What the task asks |
Copy the items from their first line through the line that contains "506 464 L 459", changing every "large boulder" to "granite boulder" and leaving all else unaltered.

Recorded data |
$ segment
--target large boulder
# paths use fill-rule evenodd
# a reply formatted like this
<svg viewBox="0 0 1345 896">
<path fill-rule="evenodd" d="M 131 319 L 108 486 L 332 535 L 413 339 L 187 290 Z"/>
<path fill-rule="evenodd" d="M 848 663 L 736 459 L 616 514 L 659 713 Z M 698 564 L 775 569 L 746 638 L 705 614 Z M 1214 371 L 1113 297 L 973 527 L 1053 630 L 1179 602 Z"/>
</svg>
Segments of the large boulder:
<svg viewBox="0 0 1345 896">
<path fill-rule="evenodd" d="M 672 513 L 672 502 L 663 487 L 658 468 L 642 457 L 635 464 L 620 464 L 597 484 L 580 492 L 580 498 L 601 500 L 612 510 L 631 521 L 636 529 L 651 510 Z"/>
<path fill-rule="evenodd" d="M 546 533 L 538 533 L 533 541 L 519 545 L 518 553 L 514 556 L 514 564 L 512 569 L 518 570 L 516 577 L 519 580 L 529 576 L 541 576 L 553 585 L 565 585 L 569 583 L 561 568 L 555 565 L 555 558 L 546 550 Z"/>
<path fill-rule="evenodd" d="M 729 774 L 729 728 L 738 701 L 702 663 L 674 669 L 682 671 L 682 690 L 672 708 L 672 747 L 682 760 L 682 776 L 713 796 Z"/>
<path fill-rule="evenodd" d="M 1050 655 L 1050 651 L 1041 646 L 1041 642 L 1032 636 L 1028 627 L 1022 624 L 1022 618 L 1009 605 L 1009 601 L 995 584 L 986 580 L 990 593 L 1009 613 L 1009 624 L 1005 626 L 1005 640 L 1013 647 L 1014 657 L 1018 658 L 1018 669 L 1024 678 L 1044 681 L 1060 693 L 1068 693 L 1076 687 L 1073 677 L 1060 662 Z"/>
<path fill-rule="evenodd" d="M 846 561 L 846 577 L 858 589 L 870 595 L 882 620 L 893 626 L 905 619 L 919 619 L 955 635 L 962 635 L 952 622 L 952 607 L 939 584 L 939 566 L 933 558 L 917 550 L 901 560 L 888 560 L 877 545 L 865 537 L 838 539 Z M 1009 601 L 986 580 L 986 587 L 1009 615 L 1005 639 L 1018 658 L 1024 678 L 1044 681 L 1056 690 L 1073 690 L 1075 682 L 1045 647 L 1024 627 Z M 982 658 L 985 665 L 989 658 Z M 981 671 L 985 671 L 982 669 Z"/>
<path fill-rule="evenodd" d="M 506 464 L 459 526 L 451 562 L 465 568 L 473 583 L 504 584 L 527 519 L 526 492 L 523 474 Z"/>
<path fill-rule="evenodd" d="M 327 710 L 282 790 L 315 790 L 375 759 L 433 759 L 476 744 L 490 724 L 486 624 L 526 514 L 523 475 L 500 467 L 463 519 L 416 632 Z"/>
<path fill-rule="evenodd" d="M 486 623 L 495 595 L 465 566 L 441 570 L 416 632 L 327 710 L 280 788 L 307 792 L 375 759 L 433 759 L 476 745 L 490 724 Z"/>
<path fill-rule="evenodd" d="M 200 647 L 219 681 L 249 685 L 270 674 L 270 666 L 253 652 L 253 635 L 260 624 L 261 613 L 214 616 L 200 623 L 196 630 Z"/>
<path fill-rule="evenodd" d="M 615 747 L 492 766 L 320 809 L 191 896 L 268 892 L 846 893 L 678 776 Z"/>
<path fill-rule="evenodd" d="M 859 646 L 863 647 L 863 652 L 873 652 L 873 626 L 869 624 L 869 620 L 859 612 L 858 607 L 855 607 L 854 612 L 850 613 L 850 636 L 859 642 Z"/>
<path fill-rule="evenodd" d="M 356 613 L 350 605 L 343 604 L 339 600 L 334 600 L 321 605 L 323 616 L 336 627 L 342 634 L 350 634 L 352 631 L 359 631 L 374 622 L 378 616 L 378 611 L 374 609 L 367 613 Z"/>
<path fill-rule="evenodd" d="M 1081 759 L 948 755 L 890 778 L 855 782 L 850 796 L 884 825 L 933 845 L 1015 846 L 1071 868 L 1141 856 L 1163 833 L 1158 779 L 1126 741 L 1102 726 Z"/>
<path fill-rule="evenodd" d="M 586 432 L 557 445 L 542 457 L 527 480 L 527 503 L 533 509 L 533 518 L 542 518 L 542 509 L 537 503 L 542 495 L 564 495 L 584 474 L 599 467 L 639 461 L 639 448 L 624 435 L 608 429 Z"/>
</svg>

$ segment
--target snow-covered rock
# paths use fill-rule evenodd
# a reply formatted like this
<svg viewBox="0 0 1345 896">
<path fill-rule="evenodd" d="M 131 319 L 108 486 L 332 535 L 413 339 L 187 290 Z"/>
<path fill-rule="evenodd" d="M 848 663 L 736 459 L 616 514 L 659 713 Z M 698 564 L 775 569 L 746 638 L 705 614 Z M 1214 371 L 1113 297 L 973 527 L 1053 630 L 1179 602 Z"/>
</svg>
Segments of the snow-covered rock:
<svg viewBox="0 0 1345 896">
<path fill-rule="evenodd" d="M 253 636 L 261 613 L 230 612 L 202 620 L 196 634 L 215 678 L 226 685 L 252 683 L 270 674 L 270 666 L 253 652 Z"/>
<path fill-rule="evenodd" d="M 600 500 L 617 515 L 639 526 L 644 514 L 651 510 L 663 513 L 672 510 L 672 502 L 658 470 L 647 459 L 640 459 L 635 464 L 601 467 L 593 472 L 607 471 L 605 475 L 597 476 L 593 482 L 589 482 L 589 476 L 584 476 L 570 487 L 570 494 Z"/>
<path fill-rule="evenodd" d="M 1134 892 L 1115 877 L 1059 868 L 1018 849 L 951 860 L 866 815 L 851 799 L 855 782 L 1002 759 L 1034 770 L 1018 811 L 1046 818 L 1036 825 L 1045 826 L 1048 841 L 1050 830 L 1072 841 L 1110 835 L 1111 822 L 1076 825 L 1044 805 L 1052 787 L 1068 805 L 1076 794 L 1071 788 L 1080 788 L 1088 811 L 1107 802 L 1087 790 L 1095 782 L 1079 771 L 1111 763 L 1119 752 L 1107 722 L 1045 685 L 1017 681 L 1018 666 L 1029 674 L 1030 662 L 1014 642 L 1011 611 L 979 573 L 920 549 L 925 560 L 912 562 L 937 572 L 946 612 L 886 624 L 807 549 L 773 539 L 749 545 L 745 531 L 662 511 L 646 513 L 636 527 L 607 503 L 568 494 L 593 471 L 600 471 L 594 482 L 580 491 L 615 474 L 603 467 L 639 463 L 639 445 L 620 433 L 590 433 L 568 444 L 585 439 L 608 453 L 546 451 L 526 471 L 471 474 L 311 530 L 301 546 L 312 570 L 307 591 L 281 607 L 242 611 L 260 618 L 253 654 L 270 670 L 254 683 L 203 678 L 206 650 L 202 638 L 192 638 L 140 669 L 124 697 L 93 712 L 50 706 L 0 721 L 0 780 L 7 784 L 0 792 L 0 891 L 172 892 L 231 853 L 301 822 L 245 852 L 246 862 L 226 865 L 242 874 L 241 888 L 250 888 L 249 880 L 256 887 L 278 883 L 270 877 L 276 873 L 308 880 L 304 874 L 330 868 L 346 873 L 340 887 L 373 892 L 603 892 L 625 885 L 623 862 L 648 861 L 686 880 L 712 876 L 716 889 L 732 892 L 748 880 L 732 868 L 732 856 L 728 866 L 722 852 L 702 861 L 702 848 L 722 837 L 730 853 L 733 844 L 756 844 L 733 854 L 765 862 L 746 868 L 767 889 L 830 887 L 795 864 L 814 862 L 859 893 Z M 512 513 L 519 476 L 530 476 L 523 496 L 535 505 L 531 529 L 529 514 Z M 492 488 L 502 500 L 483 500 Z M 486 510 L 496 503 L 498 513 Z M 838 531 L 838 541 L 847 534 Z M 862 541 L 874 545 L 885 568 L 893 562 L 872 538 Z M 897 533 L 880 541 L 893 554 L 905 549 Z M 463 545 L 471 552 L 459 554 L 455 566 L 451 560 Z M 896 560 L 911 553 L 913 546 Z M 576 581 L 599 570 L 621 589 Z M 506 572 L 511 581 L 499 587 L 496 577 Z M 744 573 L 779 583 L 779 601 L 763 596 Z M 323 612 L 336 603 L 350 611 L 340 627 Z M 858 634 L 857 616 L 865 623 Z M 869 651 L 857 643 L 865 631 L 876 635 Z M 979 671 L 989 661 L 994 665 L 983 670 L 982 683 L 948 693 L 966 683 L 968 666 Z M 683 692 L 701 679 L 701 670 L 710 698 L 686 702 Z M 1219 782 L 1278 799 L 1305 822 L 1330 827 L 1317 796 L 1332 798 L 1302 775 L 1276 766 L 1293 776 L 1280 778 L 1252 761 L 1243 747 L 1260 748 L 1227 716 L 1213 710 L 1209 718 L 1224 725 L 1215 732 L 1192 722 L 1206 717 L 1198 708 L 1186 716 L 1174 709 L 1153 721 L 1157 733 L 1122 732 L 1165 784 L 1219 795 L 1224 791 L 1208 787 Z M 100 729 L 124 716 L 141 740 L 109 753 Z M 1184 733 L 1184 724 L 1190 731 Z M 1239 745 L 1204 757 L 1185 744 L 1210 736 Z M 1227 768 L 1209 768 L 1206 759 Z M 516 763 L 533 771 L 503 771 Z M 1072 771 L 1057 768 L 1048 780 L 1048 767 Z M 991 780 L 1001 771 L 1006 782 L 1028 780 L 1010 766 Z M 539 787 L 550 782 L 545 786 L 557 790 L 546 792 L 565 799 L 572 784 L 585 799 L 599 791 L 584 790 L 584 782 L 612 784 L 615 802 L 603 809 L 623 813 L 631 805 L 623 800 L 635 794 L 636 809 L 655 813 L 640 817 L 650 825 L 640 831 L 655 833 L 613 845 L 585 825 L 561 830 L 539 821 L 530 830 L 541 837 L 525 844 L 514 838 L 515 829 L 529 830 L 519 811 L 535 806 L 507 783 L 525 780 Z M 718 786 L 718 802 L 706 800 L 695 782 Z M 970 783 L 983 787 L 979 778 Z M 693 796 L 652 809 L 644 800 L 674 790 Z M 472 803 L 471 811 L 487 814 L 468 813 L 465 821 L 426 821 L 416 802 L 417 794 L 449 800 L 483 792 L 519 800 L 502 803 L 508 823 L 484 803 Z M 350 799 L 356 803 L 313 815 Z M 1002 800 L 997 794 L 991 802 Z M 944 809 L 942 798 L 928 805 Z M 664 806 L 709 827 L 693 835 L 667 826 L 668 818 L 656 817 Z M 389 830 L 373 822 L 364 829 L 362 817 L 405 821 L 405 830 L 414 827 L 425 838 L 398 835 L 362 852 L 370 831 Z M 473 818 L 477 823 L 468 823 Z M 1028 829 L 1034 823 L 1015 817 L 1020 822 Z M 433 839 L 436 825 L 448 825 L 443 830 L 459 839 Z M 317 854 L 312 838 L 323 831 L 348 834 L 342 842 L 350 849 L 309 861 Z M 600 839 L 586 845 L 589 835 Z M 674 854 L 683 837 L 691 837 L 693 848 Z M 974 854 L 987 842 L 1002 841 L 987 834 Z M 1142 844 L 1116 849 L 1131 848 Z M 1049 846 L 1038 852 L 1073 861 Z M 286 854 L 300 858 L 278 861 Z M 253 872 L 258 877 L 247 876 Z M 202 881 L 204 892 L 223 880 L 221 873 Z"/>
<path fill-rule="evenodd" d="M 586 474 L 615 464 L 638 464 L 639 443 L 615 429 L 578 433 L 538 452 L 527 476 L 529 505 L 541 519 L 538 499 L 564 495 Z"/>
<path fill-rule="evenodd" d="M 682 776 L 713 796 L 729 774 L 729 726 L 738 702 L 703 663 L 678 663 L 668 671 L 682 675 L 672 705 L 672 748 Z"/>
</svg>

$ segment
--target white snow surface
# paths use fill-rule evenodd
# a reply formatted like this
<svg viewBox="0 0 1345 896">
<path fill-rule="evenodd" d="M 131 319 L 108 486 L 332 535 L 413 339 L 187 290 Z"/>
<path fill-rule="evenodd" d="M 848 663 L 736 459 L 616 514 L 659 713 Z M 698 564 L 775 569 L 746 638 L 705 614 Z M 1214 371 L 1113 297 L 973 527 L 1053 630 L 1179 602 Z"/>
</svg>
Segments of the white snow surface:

Response |
$ segment
--target granite boulder
# paths use fill-rule evenodd
# a reply formatted like this
<svg viewBox="0 0 1345 896">
<path fill-rule="evenodd" d="M 131 319 L 108 486 L 332 535 L 413 339 L 187 290 Z"/>
<path fill-rule="evenodd" d="M 848 663 L 736 459 L 616 514 L 659 713 Z M 698 564 L 775 569 L 746 638 L 705 614 Z M 1214 371 L 1113 297 L 973 527 L 1053 630 L 1179 602 Z"/>
</svg>
Segments of the granite boulder:
<svg viewBox="0 0 1345 896">
<path fill-rule="evenodd" d="M 672 513 L 672 502 L 663 487 L 658 468 L 642 457 L 635 464 L 620 464 L 597 484 L 580 492 L 580 498 L 601 500 L 612 510 L 631 521 L 636 529 L 651 510 Z"/>
<path fill-rule="evenodd" d="M 546 533 L 538 533 L 533 541 L 519 545 L 518 553 L 514 556 L 514 564 L 512 569 L 518 570 L 516 577 L 519 580 L 529 576 L 541 576 L 553 585 L 565 585 L 569 583 L 561 568 L 555 565 L 555 558 L 546 550 Z"/>
<path fill-rule="evenodd" d="M 729 774 L 729 728 L 738 701 L 702 663 L 674 669 L 682 671 L 682 690 L 672 708 L 672 747 L 682 760 L 682 776 L 713 796 Z"/>
<path fill-rule="evenodd" d="M 1050 655 L 1050 651 L 1041 646 L 1041 642 L 1032 636 L 1028 627 L 1022 624 L 1022 618 L 1009 605 L 1009 601 L 995 584 L 986 580 L 990 593 L 1009 613 L 1009 624 L 1005 626 L 1005 640 L 1013 647 L 1014 657 L 1018 658 L 1018 669 L 1024 678 L 1044 681 L 1060 693 L 1068 693 L 1076 687 L 1073 677 L 1060 662 Z"/>
<path fill-rule="evenodd" d="M 846 561 L 846 577 L 858 589 L 870 595 L 882 620 L 893 626 L 905 619 L 919 619 L 955 635 L 962 635 L 952 622 L 952 607 L 939 584 L 939 566 L 933 558 L 917 550 L 901 560 L 888 560 L 877 545 L 865 537 L 838 539 Z M 1009 601 L 986 580 L 986 587 L 1009 615 L 1005 639 L 1018 658 L 1024 678 L 1044 681 L 1056 690 L 1073 690 L 1075 682 L 1045 647 L 1024 627 Z M 982 658 L 985 665 L 989 658 Z M 981 671 L 985 671 L 982 669 Z"/>
<path fill-rule="evenodd" d="M 506 464 L 459 526 L 451 562 L 465 568 L 473 583 L 504 584 L 527 519 L 526 492 L 523 474 Z"/>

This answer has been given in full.